= Given text =
How to Care for Potted Azaleas

Overview

Many municipalities use azaleas as a screen or buffer in freeway medians, and it's often used as ornamental plants in public areas. That's because the plant is hardy. About the only requirement is that the soil have as little lime as possible. Azaleas will be easy to maintain and will bloom beautifully if you keep the soil in your azalea's pot at a pH level between 5.5 and 6.

Step 1

Place your potted azalea in a shady spot or an area that receives dappled sunlight. The ideal light is brief moments of sunlight, perhaps under a large tree that allows bits of filtered sunlight through.

Step 2

Water your potted azalea every other day if it is in complete shade, and every day if it receives partial sun.

= Aim A =
Return the passage of the azalea care text between "Many municipalities use" and "between 5.5 and 6.", inclusive.

= Record set =
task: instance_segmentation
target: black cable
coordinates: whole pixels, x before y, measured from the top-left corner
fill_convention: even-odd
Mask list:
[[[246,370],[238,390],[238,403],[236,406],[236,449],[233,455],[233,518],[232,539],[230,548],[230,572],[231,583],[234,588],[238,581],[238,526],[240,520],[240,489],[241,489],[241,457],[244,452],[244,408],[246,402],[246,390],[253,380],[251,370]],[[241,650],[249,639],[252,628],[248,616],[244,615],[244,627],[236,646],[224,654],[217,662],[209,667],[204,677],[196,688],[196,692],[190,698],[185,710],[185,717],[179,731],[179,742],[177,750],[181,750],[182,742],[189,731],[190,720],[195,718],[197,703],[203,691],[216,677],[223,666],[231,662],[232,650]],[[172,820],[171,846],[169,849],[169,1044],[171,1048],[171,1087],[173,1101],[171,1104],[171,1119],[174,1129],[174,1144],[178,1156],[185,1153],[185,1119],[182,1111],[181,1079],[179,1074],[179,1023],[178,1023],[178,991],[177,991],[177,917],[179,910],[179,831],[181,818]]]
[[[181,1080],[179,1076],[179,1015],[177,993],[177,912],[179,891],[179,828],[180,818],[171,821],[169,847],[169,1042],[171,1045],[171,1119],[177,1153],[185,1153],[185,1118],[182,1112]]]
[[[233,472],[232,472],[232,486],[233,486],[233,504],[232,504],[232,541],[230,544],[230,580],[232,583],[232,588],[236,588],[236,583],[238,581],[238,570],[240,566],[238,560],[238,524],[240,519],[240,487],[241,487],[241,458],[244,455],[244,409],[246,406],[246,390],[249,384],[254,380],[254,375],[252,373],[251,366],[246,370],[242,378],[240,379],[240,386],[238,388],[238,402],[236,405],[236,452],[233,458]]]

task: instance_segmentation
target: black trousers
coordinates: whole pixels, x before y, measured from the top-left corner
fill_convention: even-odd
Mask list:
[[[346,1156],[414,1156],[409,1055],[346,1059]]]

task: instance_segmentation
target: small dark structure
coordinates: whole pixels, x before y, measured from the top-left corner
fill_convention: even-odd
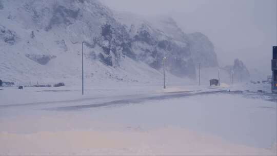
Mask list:
[[[210,80],[210,86],[212,85],[218,86],[219,85],[219,80],[217,79],[211,79]]]
[[[277,46],[272,47],[272,60],[271,60],[271,91],[277,93]]]
[[[59,83],[55,84],[54,85],[54,87],[62,87],[62,86],[65,86],[65,85],[63,82],[60,82]]]
[[[14,83],[12,82],[2,82],[2,86],[4,87],[12,87],[14,85]]]

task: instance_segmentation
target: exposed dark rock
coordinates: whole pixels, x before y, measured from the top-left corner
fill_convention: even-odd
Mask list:
[[[37,55],[37,54],[26,54],[25,56],[29,59],[39,63],[42,65],[45,65],[51,59],[56,58],[54,55]]]
[[[33,31],[32,31],[32,32],[31,32],[31,34],[30,35],[30,36],[32,38],[33,38],[35,37],[34,33]]]
[[[103,54],[100,53],[98,55],[98,57],[99,57],[100,61],[101,61],[103,64],[107,66],[112,66],[111,56],[109,55],[107,57],[105,57]]]
[[[14,31],[0,25],[0,40],[13,45],[19,40],[19,37]]]
[[[53,16],[51,18],[48,26],[45,28],[45,30],[49,31],[53,26],[55,25],[64,24],[68,26],[72,24],[71,18],[76,20],[79,11],[80,9],[75,11],[67,9],[62,6],[55,7]]]

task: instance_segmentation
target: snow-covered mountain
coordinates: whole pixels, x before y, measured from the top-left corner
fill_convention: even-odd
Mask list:
[[[195,65],[217,67],[209,39],[187,34],[169,17],[114,13],[97,1],[0,0],[0,73],[19,82],[194,78]],[[203,57],[201,56],[203,56]]]
[[[234,61],[233,65],[226,66],[223,69],[227,71],[230,74],[233,73],[234,82],[239,82],[248,80],[250,76],[248,69],[243,62],[238,59]]]

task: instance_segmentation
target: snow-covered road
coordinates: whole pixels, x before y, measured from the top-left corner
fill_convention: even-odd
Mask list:
[[[60,150],[54,150],[55,154],[70,154],[84,151],[82,153],[276,154],[275,95],[192,86],[169,86],[165,91],[155,86],[131,88],[98,93],[96,89],[87,90],[83,98],[75,95],[80,90],[70,88],[60,91],[27,88],[21,92],[10,89],[0,93],[10,91],[25,97],[22,103],[6,99],[1,104],[0,147],[0,147],[0,154],[26,154],[32,148],[25,145],[23,149],[21,142],[24,144],[28,140],[33,145],[35,139],[41,140],[37,146],[46,148],[34,151],[39,154],[56,148]],[[29,99],[31,95],[33,99]],[[42,95],[47,97],[36,101]],[[77,146],[82,140],[76,138],[84,135],[105,138]],[[70,135],[72,138],[68,138]],[[75,143],[61,141],[65,138]],[[48,146],[56,141],[64,145]],[[113,141],[117,143],[111,143]],[[63,147],[71,147],[72,151],[65,152]]]

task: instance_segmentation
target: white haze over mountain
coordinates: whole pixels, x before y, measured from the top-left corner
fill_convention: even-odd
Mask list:
[[[260,77],[271,74],[272,46],[277,44],[276,1],[101,1],[116,11],[169,15],[184,32],[206,35],[214,45],[220,65],[232,64],[239,58],[251,75],[255,68]]]

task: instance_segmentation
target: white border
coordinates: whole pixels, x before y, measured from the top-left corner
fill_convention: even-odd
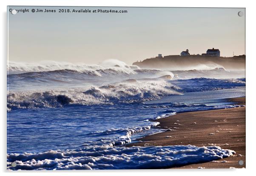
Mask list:
[[[216,176],[217,174],[232,174],[244,175],[250,174],[253,171],[256,155],[254,148],[255,145],[255,134],[256,134],[254,126],[256,125],[256,117],[253,107],[256,103],[253,100],[255,98],[254,89],[256,87],[255,79],[256,73],[255,60],[255,16],[256,7],[253,1],[214,0],[211,1],[200,0],[179,0],[179,1],[167,1],[157,0],[136,0],[126,1],[99,0],[9,0],[0,1],[1,12],[1,34],[2,42],[1,45],[1,70],[0,72],[2,82],[0,99],[0,108],[2,116],[1,128],[1,169],[5,175],[17,174],[21,175],[45,175],[48,174],[61,175],[106,175],[147,174],[155,175],[159,173],[161,175],[181,174],[182,175],[205,175]],[[93,170],[93,171],[70,171],[62,172],[17,172],[6,171],[6,58],[7,58],[7,30],[6,30],[6,6],[147,6],[147,7],[236,7],[246,8],[246,169],[215,169],[215,170]],[[221,172],[221,173],[220,173]],[[223,173],[224,172],[224,173]]]

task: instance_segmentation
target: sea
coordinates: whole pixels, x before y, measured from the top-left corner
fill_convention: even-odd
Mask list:
[[[9,62],[7,169],[162,168],[232,155],[218,146],[125,146],[165,131],[151,120],[241,106],[228,99],[245,96],[245,69],[204,68]]]

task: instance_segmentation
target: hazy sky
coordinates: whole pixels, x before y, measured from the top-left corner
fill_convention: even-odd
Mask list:
[[[221,56],[245,54],[244,8],[14,7],[8,12],[9,60],[98,63],[116,59],[131,64],[156,56],[218,48]],[[58,13],[58,9],[127,10],[127,13]]]

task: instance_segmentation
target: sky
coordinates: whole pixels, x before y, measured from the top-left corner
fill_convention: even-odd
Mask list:
[[[245,54],[245,9],[9,6],[9,61],[98,64],[118,59],[128,64],[157,56],[220,51]],[[32,13],[32,9],[56,10]],[[126,10],[126,13],[59,13],[59,9]],[[238,13],[244,12],[239,16]]]

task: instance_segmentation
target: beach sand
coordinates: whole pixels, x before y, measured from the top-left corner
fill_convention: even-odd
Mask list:
[[[245,98],[230,99],[238,104],[245,104]],[[215,162],[187,165],[175,168],[245,168],[245,107],[177,113],[157,119],[159,127],[167,131],[138,139],[142,141],[127,146],[197,146],[216,145],[234,150],[233,156]],[[168,137],[167,137],[168,136]],[[239,164],[239,160],[243,165]]]

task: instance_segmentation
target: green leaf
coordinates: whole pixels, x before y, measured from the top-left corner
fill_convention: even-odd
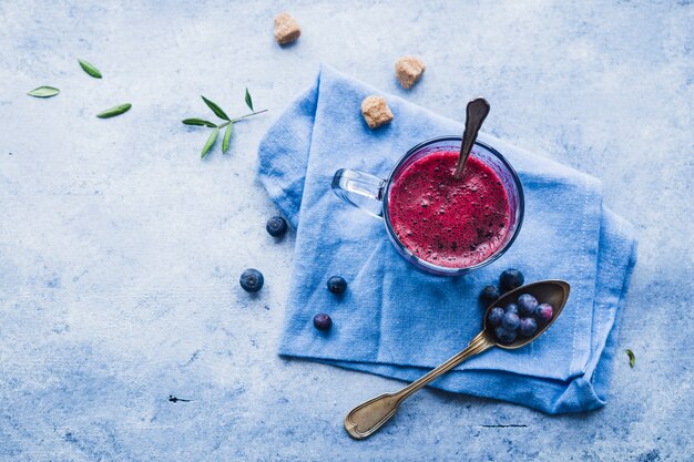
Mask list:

= Aim B =
Rewrite the lines of the records from the first line through the line holding "[[[346,1156],[414,1156],[409,1055],[346,1059]]]", inclusive, as a JSON list of strings with one string per line. Skip blank lines.

= Full solution A =
Many municipalities use azaleas as a screen or buffer in freeway medians, and it's often used as ornamental plants in public areas. That's because the plant is hardy. About the only requirement is that the soil have as little lime as possible. Azaleas will be easy to maintain and will bloom beautifully if you keep the soil in your azalea's pot at a pH level between 5.5 and 6.

= Full solution B =
[
  "task: instance_segmentation",
  "target: black cable",
  "coordinates: whole pixels, x before y, measured from the top-left corner",
  "fill_convention: even-odd",
  "Mask list:",
  "[[[246,370],[238,390],[238,403],[236,406],[236,449],[233,455],[233,518],[232,539],[230,548],[230,572],[231,583],[234,588],[238,581],[238,526],[240,520],[240,489],[241,489],[241,457],[244,452],[244,408],[246,402],[246,390],[253,380],[251,370]],[[241,650],[249,639],[252,628],[248,616],[244,615],[244,627],[236,646],[224,654],[217,662],[209,667],[204,677],[196,688],[196,692],[190,698],[185,710],[185,717],[179,731],[179,742],[177,750],[181,750],[182,742],[189,731],[190,720],[195,718],[197,703],[203,691],[216,677],[223,666],[231,662],[232,650]],[[172,820],[171,846],[169,849],[169,1044],[171,1048],[171,1087],[173,1101],[171,1104],[171,1119],[174,1129],[174,1144],[178,1156],[185,1153],[185,1119],[182,1111],[181,1079],[179,1074],[179,1023],[178,1023],[178,991],[177,991],[177,917],[179,910],[179,831],[181,818]]]",
  "[[[181,1080],[179,1076],[179,1015],[177,993],[177,912],[179,891],[179,828],[180,818],[171,821],[169,847],[169,1042],[171,1045],[171,1119],[177,1153],[185,1153],[185,1118],[182,1112]]]",
  "[[[233,472],[232,472],[232,486],[233,486],[233,504],[232,504],[232,541],[230,544],[230,580],[232,583],[232,588],[236,588],[236,583],[238,581],[238,570],[240,566],[238,560],[238,524],[240,519],[240,487],[241,487],[241,458],[244,455],[244,409],[246,406],[246,390],[249,384],[254,380],[254,375],[252,373],[251,366],[246,370],[242,378],[240,379],[240,386],[238,388],[238,402],[236,405],[236,452],[233,458]]]",
  "task: instance_segmentation",
  "target: black trousers",
  "coordinates: whole pixels, x before y, measured from the top-left corner",
  "fill_convention: even-odd",
  "Mask list:",
  "[[[346,1156],[414,1156],[409,1055],[346,1059]]]"
]